WORK TO COMPLETE: How many lines in the data below contain the string "Provide", with case counting? Reply with the number alone.

GIVEN DATA:

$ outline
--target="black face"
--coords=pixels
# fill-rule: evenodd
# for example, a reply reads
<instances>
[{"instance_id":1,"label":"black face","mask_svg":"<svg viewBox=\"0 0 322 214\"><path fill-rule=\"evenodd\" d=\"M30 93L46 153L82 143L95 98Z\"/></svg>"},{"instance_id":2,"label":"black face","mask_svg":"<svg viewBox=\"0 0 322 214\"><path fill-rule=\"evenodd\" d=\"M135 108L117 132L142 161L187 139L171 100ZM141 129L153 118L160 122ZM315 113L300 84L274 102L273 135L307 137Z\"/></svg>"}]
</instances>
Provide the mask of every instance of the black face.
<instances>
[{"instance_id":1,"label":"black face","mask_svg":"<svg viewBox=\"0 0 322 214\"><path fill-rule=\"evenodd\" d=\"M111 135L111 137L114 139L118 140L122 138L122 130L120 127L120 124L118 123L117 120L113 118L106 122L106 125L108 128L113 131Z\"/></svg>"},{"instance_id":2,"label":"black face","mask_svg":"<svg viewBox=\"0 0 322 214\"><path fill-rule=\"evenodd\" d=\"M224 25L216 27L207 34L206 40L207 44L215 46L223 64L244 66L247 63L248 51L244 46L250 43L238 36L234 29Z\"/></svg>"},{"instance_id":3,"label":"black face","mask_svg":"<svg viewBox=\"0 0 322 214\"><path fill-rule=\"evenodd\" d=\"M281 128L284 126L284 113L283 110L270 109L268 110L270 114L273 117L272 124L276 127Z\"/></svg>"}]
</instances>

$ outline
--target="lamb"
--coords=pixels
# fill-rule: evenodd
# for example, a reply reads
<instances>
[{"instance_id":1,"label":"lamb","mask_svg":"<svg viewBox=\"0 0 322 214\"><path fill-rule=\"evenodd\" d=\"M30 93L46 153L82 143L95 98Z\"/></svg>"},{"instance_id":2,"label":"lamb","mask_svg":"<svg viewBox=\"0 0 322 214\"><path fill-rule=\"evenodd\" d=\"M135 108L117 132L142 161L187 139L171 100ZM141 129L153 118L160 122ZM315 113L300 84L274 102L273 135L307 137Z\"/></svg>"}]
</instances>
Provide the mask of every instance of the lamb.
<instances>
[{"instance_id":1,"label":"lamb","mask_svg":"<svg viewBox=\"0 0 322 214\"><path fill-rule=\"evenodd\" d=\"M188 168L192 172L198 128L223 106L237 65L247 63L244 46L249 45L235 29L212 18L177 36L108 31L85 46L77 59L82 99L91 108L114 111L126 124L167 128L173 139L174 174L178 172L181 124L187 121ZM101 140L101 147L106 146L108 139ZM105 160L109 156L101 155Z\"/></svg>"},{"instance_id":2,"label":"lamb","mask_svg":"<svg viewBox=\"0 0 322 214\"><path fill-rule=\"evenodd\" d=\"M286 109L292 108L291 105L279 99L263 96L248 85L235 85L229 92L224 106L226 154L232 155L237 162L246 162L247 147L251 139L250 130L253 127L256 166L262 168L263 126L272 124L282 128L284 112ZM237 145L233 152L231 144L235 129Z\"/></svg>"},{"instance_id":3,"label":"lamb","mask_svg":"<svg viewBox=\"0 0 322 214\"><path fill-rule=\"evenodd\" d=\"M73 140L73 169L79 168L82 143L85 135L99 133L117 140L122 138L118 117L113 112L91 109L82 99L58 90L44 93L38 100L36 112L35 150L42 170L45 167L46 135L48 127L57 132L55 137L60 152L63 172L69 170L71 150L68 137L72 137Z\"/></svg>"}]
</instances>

EXERCISE OUTPUT: 2